> [Listed entries]
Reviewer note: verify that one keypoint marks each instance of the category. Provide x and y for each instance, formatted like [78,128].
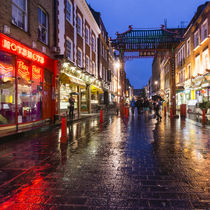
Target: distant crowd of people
[145,105]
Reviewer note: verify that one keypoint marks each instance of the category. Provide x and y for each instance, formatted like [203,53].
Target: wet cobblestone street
[122,164]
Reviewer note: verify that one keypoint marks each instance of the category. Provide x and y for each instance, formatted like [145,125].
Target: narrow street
[121,164]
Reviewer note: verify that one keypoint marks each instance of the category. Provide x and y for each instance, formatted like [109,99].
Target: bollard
[63,129]
[101,116]
[204,117]
[171,113]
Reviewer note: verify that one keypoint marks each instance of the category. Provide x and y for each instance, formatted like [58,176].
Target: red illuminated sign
[22,50]
[5,70]
[36,73]
[23,69]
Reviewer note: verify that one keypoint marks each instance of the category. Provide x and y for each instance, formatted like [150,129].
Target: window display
[7,89]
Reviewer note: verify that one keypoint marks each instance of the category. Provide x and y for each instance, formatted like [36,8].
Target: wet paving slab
[135,163]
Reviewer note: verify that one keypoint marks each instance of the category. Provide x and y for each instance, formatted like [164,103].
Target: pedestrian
[71,107]
[132,105]
[157,110]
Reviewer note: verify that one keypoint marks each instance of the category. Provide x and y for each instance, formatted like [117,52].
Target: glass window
[79,25]
[93,68]
[69,11]
[19,13]
[7,89]
[79,57]
[93,43]
[204,30]
[188,47]
[87,35]
[69,49]
[43,26]
[87,63]
[196,38]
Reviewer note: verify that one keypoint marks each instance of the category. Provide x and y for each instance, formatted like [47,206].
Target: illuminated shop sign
[5,70]
[36,73]
[19,49]
[23,70]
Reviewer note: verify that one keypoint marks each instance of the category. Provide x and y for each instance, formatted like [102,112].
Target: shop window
[69,11]
[87,64]
[87,39]
[204,30]
[7,89]
[94,68]
[79,25]
[79,57]
[69,49]
[19,13]
[196,38]
[43,26]
[205,60]
[93,43]
[188,47]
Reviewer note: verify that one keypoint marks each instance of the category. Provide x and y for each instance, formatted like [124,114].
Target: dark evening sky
[117,15]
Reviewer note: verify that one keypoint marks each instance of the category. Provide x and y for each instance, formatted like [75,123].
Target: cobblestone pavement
[122,164]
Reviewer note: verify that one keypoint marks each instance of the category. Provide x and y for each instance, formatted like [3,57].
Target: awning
[96,89]
[71,79]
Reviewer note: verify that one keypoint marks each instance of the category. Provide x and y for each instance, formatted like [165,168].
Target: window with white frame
[93,43]
[43,26]
[19,13]
[87,35]
[188,47]
[69,11]
[93,68]
[197,65]
[79,25]
[69,49]
[196,38]
[87,64]
[188,74]
[79,57]
[205,60]
[204,30]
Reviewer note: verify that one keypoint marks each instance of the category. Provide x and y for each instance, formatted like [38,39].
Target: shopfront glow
[23,69]
[21,50]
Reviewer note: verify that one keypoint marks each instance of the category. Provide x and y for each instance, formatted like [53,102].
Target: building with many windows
[27,65]
[192,61]
[77,41]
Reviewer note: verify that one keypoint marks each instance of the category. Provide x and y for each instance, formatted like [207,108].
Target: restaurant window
[204,30]
[79,25]
[19,13]
[87,40]
[79,57]
[196,38]
[43,26]
[69,49]
[87,63]
[69,11]
[188,47]
[7,89]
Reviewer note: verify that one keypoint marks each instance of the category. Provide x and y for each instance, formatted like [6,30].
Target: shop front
[26,85]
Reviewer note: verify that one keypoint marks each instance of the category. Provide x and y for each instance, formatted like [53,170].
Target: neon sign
[6,71]
[23,70]
[21,50]
[36,72]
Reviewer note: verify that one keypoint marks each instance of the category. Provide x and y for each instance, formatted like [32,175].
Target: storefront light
[65,65]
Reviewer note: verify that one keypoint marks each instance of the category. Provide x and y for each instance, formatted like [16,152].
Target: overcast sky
[117,15]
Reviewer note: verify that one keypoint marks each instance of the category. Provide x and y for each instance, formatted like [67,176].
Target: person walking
[71,107]
[132,105]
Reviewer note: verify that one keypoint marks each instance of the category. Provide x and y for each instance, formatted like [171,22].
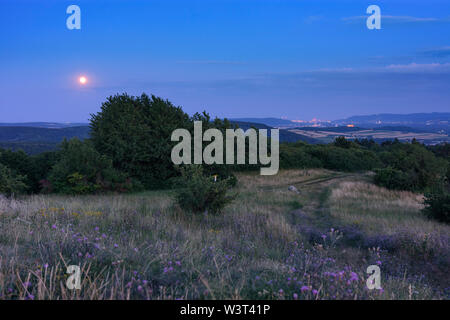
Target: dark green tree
[135,132]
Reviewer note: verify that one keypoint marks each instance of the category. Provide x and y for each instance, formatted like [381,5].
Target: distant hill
[38,134]
[271,122]
[285,135]
[50,125]
[401,118]
[428,122]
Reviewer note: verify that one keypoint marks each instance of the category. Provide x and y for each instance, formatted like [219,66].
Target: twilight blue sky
[234,58]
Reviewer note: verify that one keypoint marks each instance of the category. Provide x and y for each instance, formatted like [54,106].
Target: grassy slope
[270,243]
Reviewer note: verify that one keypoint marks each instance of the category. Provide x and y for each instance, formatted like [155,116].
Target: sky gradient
[233,58]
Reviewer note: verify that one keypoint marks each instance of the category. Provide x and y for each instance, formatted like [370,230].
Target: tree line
[129,150]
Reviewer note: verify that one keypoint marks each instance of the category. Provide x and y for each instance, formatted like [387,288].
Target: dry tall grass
[142,247]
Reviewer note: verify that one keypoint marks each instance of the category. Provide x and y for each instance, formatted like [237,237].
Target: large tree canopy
[135,133]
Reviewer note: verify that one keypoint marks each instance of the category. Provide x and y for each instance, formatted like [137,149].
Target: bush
[391,178]
[437,205]
[10,183]
[82,170]
[198,192]
[420,169]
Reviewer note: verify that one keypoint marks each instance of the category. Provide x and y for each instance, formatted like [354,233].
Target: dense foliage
[135,133]
[437,204]
[83,170]
[130,148]
[10,183]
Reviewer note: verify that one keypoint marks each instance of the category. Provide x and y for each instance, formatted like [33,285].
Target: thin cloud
[211,62]
[394,19]
[441,52]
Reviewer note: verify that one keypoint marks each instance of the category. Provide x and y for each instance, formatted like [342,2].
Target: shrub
[437,204]
[198,192]
[420,169]
[82,170]
[11,183]
[392,179]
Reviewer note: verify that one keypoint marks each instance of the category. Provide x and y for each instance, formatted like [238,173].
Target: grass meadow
[270,243]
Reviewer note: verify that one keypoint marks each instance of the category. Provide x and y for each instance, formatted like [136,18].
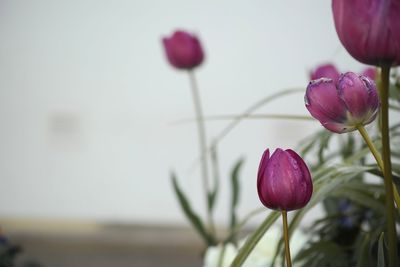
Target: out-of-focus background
[89,112]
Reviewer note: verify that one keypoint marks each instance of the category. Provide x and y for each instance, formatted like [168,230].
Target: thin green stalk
[253,239]
[286,238]
[371,146]
[387,167]
[378,159]
[203,148]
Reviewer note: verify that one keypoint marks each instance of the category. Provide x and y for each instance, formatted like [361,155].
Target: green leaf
[381,251]
[326,181]
[235,191]
[363,252]
[191,214]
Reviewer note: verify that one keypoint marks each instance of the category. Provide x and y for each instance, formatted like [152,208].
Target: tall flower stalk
[184,52]
[387,166]
[202,147]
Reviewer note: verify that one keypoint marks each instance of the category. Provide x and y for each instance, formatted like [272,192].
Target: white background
[88,101]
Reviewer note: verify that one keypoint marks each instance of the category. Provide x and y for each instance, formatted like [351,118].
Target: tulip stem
[286,238]
[387,166]
[202,147]
[378,158]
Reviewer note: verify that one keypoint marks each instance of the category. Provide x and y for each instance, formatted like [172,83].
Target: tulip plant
[361,214]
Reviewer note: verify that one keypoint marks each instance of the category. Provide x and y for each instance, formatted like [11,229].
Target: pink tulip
[371,72]
[369,29]
[342,106]
[284,181]
[183,50]
[325,71]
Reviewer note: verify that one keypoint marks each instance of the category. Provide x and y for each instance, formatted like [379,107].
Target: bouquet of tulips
[360,197]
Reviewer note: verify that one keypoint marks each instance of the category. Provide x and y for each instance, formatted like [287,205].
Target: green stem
[387,167]
[371,146]
[286,238]
[378,159]
[252,241]
[203,148]
[221,256]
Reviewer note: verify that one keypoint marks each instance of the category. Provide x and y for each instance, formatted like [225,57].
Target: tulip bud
[342,106]
[371,73]
[369,30]
[284,181]
[325,71]
[183,50]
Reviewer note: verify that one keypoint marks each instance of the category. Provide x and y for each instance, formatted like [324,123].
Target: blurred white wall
[87,100]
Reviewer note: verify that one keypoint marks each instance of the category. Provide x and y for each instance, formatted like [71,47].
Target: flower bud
[284,181]
[183,50]
[341,107]
[369,30]
[371,72]
[325,71]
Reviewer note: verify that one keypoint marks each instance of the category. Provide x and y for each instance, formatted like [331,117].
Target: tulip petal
[262,166]
[323,102]
[355,95]
[304,186]
[325,71]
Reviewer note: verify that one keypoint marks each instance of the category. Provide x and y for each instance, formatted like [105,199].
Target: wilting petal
[354,93]
[325,71]
[183,50]
[323,102]
[369,29]
[285,182]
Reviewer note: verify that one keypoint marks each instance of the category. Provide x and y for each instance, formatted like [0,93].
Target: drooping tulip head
[325,71]
[341,107]
[369,29]
[283,181]
[183,50]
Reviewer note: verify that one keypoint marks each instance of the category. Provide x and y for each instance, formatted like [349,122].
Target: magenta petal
[355,95]
[285,183]
[325,71]
[323,102]
[183,50]
[304,186]
[369,30]
[262,165]
[371,72]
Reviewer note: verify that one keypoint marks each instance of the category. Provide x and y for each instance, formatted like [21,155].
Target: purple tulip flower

> [Given task] Repeat word for word every line from the one that holds "formatted like [324,123]." to the end. Both ends count.

> [Task solution]
Reviewer note: verify that one keypoint marks each instance of the category. Provide x and y for each instance, formatted like [324,123].
Target: blurred white wall
[87,100]
Reviewer note: verify that one keypoint marks each instance of the category. Provide x and y for each instance, formatted like [71,47].
Target: flower bud
[284,181]
[183,50]
[341,107]
[369,30]
[371,72]
[325,71]
Reviewer note: verify that one keypoint marks each instance of the category. Provide x and y for each instance, formatted like [331,117].
Target: tulip petal
[262,166]
[323,102]
[355,95]
[304,186]
[325,71]
Reviewer note: verify that one keypoint marks each instance of the category. Provide x and y for each instance, formatted like [105,199].
Target: wilting petal
[354,93]
[325,71]
[183,50]
[323,102]
[369,29]
[285,182]
Reviewer note: verify that one keypoint marks each instance of the category. Provide x and y for each instance, formatted like [0,93].
Target: drooping tulip head
[325,71]
[341,107]
[369,29]
[283,181]
[183,50]
Reviewer note: verify that one keypoint marks each instance of the category. Provide x and y for each instance, formatted like [349,122].
Target: magenta petal
[355,95]
[285,183]
[325,71]
[323,102]
[183,50]
[304,186]
[369,30]
[262,165]
[371,72]
Reviewer note: verify that one keypoint marks each instance of the category. Provide x and y for each instance, formatted like [21,155].
Target: purple tulip flower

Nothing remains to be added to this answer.